> [What you will do]: Rewrite the entries below as a numbered list, leaving out any blank lines.

> [The input]:

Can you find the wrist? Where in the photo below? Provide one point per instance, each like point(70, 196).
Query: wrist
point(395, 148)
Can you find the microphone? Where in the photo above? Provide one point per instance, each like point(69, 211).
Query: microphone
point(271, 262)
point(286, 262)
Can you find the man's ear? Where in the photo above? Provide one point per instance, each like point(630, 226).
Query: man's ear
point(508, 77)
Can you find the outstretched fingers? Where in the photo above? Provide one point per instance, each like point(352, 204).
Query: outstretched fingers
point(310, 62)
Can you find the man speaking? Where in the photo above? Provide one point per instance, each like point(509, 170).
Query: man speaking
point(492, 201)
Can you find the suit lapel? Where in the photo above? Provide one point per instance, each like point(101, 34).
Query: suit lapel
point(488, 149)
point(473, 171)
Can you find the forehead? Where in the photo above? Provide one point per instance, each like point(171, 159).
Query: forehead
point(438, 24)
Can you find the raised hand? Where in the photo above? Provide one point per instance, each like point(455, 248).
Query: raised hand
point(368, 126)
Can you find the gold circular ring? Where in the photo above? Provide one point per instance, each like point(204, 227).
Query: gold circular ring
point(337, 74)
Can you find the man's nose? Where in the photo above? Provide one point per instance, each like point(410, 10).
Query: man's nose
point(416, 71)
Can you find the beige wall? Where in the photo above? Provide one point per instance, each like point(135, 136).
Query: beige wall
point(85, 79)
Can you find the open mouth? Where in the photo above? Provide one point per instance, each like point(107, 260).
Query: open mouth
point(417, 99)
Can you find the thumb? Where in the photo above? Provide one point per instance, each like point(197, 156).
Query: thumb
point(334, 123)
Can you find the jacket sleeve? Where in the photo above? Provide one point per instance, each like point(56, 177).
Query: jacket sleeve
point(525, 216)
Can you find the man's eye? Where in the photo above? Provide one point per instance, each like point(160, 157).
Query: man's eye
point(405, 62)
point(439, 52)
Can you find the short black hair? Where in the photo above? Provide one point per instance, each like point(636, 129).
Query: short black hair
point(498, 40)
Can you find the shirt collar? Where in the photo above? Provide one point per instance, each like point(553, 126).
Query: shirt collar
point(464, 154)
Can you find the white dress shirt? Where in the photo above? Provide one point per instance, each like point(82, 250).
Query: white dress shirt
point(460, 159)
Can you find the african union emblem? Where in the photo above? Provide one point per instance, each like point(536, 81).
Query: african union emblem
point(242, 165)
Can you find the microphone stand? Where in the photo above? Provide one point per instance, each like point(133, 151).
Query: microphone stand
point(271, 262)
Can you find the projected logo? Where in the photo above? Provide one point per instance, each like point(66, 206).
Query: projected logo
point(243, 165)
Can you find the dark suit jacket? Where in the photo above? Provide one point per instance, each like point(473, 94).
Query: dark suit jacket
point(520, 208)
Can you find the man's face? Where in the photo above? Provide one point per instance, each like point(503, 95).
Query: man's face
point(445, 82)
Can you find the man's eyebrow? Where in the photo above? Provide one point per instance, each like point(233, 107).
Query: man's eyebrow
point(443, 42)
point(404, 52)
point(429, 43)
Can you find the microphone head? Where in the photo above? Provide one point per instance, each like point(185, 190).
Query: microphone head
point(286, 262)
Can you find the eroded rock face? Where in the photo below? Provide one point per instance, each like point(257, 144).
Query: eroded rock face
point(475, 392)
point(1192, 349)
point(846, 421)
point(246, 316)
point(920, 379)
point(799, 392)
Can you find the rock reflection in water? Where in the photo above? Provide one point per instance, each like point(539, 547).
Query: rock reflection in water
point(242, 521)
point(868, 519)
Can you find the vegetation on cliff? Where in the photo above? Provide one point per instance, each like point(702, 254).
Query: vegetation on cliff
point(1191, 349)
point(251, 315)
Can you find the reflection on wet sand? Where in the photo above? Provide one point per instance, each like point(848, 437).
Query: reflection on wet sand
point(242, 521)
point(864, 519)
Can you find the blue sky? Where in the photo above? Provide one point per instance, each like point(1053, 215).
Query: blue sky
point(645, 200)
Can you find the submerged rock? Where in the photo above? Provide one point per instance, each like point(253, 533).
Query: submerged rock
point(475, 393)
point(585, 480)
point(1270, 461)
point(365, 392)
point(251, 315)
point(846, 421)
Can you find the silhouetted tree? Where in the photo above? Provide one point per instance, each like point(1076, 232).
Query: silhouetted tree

> [Written solution]:
1. Can you find the wrist? Where in the photo below? Provide one point per instance, each like point(70, 196).
2. Query: wrist
3. point(395, 148)
4. Can you find the microphone? Where in the photo above? Provide one point per instance, each like point(69, 211).
5. Query: microphone
6. point(271, 262)
7. point(286, 262)
8. Can you find the man's ear? Where in the photo above? Provide one point per instance, each like point(630, 226).
9. Query: man's ear
10. point(508, 77)
11. Can you find the outstretched fingers? Where in the photo above? Provide one point per instance, each like point(352, 204).
12. Query: outstretched fingers
13. point(310, 62)
14. Can you find the man speaking? Where in the photo above? Provide one point per instance, each like point(509, 170).
15. Query: man speaking
16. point(492, 201)
17. Can you find the suit lapel? Where in the photo above? Provide one point per instance, each like point(101, 34).
18. Query: suit lapel
19. point(488, 149)
20. point(473, 171)
21. Can you find the forehead? Where in the photo above? Provide one point per instance, each like point(171, 159).
22. Query: forehead
23. point(438, 24)
24. Can you find the raised hand? Where in the photo above? Provide one point per instance, each like point(455, 248).
25. Query: raised hand
26. point(368, 126)
27. Can you find the gold circular ring? Where in the photo above? Provide one point per instance, each like point(204, 227).
28. Query: gold circular ring
29. point(337, 74)
30. Can you find the man's nose? Where in the photo above? Provide one point per instance, each like point(410, 10).
31. Query: man's nose
32. point(416, 71)
33. Can you find the beige wall? Where in the photo above? Provide one point per instance, each like point(135, 136).
34. Query: beige wall
35. point(85, 79)
36. Can you find the open mouth? Where in the photo above? Provide one point per instance, each like point(107, 260).
37. Query: open mouth
38. point(417, 99)
39. Can you find the thumb? Where in the photo above? Provide one point per instance, each like point(197, 156).
40. Query: thumb
41. point(334, 123)
42. Can you find the jacket sleeve? Where in the photo above? Provide one point per instance, each like point(56, 177).
43. Query: jacket sleeve
44. point(525, 216)
45. Can you find the man's eye? Where in the photo above? Provide one point per instance, each like point(160, 157).
46. Query: man's eye
47. point(405, 62)
48. point(439, 52)
49. Can you find the short black hair? Where in the photo above? Provide one point per instance, each like point(636, 129).
50. Query: short black hair
51. point(498, 40)
52. Can you find the shirt collar? Where in the photo above? Provide one point per instance, each like point(553, 126).
53. Query: shirt collar
54. point(464, 154)
55. Can you find the white dress shirt? Where in the photo above? Provide one point per instance, each like point(82, 250).
56. Query: white dress shirt
57. point(460, 159)
58. Can you find the african union emblem? Where in the photo above? Provide one point per instance, each like point(536, 81).
59. Query: african union emblem
60. point(242, 165)
61. Can you find the microphone stand? Where in the photo above? Provide one point per instance, each like point(133, 151).
62. Query: microphone stand
63. point(271, 262)
64. Can you find the projected logo? Where in the photo above? Provide one point per instance, each like point(66, 206).
65. Query: projected logo
66. point(243, 165)
67. Can you find the dark suit jacket? Where in the photo above? Provide one point per instance, each like point(473, 94).
68. Query: dark suit jacket
69. point(520, 208)
70. Can you find the man's face? Where in the photo above? Provide one point per instance, each like point(503, 95).
71. Query: man's face
72. point(445, 82)
73. Can you find the man's eyebrow? Where in the photo above? Provide one point per instance, each like point(233, 107).
74. Query: man's eyebrow
75. point(443, 42)
76. point(404, 52)
77. point(429, 43)
78. Can you find the microphone head? Where in the photo above? Provide one point per instance, each like point(185, 190).
79. Query: microphone head
80. point(286, 262)
81. Can you find the eroded rock face? Where in the photo below? Provide one point per instance, each like point(257, 144).
82. Query: eroded rock face
83. point(475, 392)
84. point(1192, 349)
85. point(846, 421)
86. point(246, 316)
87. point(920, 379)
88. point(799, 392)
89. Can you find the rock reflection in water? Where in the photo above? Provide one point per instance, each like point(539, 547).
90. Query: rock reflection in water
91. point(242, 521)
92. point(868, 519)
93. Can you find the vegetation on cliff? Where in the photo above? Provide one point per instance, each like point(702, 254).
94. Query: vegetation on cliff
95. point(1191, 349)
96. point(251, 315)
97. Can you find the reflection on wet sand? Where in the photo above? Provide one point per instance, each like point(848, 437).
98. Query: reflection on wet sand
99. point(242, 521)
100. point(864, 519)
101. Can you find the blue sky? Where in the photo above? Provide one point per instance, each like point(1053, 215).
102. Query: blue sky
103. point(645, 200)
104. Can you find the submerged rock? Where in the photo above? Provide one point per instance, each like point(253, 533).
105. Query: submerged rock
106. point(475, 393)
107. point(585, 480)
108. point(1270, 461)
109. point(365, 392)
110. point(251, 315)
111. point(846, 421)
112. Can you find the silhouetted tree? Where in the photo above? Provide one point per instance, each like point(1076, 232).
113. Query: silhouetted tree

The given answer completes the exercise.